::: Excerpted records

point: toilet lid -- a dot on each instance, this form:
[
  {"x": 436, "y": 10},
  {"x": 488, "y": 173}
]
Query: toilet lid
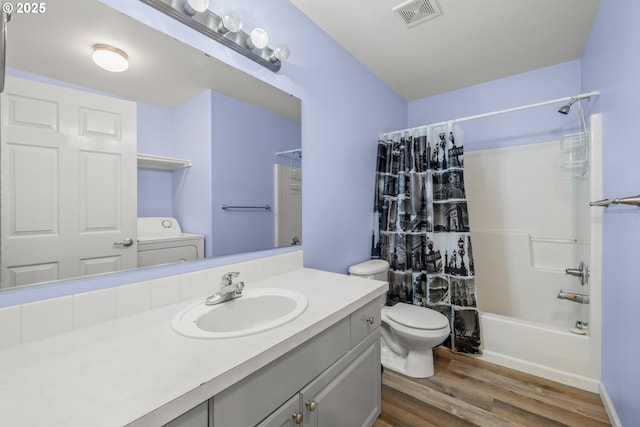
[{"x": 413, "y": 316}]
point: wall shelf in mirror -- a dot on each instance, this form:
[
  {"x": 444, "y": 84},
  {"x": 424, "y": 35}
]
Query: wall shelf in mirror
[{"x": 161, "y": 162}]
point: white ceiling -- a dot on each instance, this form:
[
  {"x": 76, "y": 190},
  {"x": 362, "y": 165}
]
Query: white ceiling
[
  {"x": 162, "y": 71},
  {"x": 470, "y": 42}
]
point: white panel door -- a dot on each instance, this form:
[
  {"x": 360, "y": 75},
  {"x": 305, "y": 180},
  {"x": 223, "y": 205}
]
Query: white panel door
[
  {"x": 288, "y": 205},
  {"x": 69, "y": 183}
]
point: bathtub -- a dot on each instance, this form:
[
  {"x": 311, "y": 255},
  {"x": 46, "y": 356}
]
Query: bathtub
[{"x": 544, "y": 351}]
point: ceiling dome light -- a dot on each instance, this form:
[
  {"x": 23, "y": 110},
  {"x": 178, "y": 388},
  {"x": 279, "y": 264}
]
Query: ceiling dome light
[
  {"x": 258, "y": 38},
  {"x": 280, "y": 53},
  {"x": 191, "y": 7},
  {"x": 231, "y": 21},
  {"x": 110, "y": 58}
]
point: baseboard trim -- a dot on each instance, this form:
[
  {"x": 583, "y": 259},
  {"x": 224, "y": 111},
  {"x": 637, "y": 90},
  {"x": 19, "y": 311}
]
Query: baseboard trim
[
  {"x": 608, "y": 406},
  {"x": 574, "y": 380}
]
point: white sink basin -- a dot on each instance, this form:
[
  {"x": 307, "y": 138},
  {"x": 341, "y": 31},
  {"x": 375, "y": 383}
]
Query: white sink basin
[{"x": 257, "y": 310}]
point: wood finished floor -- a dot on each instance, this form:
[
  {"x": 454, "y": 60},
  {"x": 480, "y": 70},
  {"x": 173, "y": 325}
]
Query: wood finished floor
[{"x": 466, "y": 391}]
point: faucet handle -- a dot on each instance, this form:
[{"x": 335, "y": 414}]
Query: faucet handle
[{"x": 227, "y": 278}]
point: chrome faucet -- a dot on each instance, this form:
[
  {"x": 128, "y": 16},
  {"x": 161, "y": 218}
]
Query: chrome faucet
[{"x": 228, "y": 289}]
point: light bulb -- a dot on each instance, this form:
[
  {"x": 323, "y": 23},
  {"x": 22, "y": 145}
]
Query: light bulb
[
  {"x": 258, "y": 38},
  {"x": 280, "y": 53},
  {"x": 231, "y": 21},
  {"x": 191, "y": 7},
  {"x": 110, "y": 58}
]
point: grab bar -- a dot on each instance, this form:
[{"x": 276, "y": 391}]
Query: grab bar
[
  {"x": 579, "y": 298},
  {"x": 265, "y": 207},
  {"x": 634, "y": 200}
]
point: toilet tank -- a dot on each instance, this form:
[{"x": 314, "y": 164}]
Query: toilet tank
[{"x": 376, "y": 269}]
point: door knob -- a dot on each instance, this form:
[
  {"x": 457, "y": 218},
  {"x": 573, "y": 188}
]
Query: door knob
[
  {"x": 297, "y": 417},
  {"x": 124, "y": 242}
]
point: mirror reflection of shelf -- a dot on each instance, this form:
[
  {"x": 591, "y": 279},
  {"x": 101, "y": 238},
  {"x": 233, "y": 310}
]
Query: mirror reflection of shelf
[
  {"x": 292, "y": 154},
  {"x": 161, "y": 162}
]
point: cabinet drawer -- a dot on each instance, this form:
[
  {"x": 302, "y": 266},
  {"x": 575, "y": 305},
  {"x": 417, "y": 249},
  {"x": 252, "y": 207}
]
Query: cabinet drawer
[
  {"x": 249, "y": 401},
  {"x": 365, "y": 320}
]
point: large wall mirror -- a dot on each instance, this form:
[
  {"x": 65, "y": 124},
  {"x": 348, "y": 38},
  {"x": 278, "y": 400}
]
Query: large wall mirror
[{"x": 177, "y": 158}]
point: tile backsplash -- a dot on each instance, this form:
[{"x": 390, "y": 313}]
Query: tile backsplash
[{"x": 36, "y": 320}]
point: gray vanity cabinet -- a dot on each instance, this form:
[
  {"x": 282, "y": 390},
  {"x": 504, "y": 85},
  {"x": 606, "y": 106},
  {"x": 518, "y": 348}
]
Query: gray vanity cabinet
[
  {"x": 347, "y": 394},
  {"x": 196, "y": 417},
  {"x": 288, "y": 415},
  {"x": 331, "y": 380}
]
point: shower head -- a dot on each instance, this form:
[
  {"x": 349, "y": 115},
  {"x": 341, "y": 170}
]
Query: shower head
[{"x": 566, "y": 108}]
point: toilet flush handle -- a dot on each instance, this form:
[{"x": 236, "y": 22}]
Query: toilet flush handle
[{"x": 124, "y": 242}]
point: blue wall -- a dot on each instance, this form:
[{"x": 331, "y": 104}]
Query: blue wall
[
  {"x": 611, "y": 63},
  {"x": 155, "y": 127},
  {"x": 515, "y": 128},
  {"x": 192, "y": 186}
]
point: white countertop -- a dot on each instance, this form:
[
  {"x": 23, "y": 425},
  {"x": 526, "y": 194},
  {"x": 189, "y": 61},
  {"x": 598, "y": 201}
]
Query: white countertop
[{"x": 137, "y": 370}]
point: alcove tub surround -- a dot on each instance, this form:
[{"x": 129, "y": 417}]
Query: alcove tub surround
[{"x": 137, "y": 370}]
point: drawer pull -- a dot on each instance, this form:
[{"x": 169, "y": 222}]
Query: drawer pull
[{"x": 297, "y": 417}]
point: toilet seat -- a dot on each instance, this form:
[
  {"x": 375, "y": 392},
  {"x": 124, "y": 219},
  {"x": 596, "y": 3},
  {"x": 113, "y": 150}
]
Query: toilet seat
[{"x": 416, "y": 317}]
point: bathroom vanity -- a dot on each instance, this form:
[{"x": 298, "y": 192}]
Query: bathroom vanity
[{"x": 320, "y": 369}]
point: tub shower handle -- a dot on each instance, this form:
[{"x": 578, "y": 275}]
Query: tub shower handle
[
  {"x": 633, "y": 200},
  {"x": 582, "y": 272}
]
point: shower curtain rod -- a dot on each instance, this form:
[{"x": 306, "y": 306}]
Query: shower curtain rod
[{"x": 509, "y": 110}]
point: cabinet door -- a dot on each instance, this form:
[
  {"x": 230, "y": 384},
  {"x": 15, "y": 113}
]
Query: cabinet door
[
  {"x": 288, "y": 415},
  {"x": 196, "y": 417},
  {"x": 348, "y": 394}
]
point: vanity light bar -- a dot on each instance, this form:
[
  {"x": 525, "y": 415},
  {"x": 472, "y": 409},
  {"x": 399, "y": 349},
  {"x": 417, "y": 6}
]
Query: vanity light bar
[{"x": 208, "y": 23}]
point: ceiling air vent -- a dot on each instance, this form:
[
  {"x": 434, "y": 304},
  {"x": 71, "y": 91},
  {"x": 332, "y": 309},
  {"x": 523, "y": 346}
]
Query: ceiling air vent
[{"x": 415, "y": 12}]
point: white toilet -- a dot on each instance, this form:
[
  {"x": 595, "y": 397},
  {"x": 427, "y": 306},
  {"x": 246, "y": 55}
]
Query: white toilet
[{"x": 409, "y": 332}]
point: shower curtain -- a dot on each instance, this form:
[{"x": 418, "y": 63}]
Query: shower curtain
[{"x": 422, "y": 227}]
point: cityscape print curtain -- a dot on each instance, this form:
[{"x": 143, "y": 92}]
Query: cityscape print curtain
[{"x": 421, "y": 227}]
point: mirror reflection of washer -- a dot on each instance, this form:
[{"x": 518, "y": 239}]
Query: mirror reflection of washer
[{"x": 161, "y": 241}]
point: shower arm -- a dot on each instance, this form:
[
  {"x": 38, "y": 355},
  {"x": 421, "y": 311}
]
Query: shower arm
[{"x": 634, "y": 201}]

::::::

- What the task requires:
Copy out, word for word, the lines beginning with the one that contains "point: vanity light" and running through the end of the records.

- Output:
point: vanity light bar -- a dot on each instance, this form:
[
  {"x": 525, "y": 415},
  {"x": 472, "y": 409},
  {"x": 399, "y": 349},
  {"x": 417, "y": 6}
]
Query: vanity light bar
[{"x": 208, "y": 23}]
point: ceiling air vent -- a dot on each instance, this form:
[
  {"x": 434, "y": 304},
  {"x": 71, "y": 91},
  {"x": 332, "y": 309},
  {"x": 523, "y": 346}
]
Query: ceiling air vent
[{"x": 415, "y": 12}]
point: white toilet -- a dot on each instance, this form:
[
  {"x": 595, "y": 397},
  {"x": 427, "y": 306},
  {"x": 246, "y": 55}
]
Query: white toilet
[{"x": 409, "y": 332}]
point: shower curtain -- a dot on each instance, this form:
[{"x": 418, "y": 63}]
Query: shower curtain
[{"x": 422, "y": 227}]
point: cityscape print curtain -- a dot on each instance, this form:
[{"x": 143, "y": 92}]
Query: cityscape print curtain
[{"x": 421, "y": 227}]
point: mirror reflection of washer -- a dot on each instance, this form:
[{"x": 518, "y": 239}]
Query: mirror reflection of washer
[{"x": 161, "y": 241}]
point: shower arm -- a dot on each instance, this form:
[
  {"x": 38, "y": 355},
  {"x": 421, "y": 311}
]
Query: shower arm
[{"x": 634, "y": 201}]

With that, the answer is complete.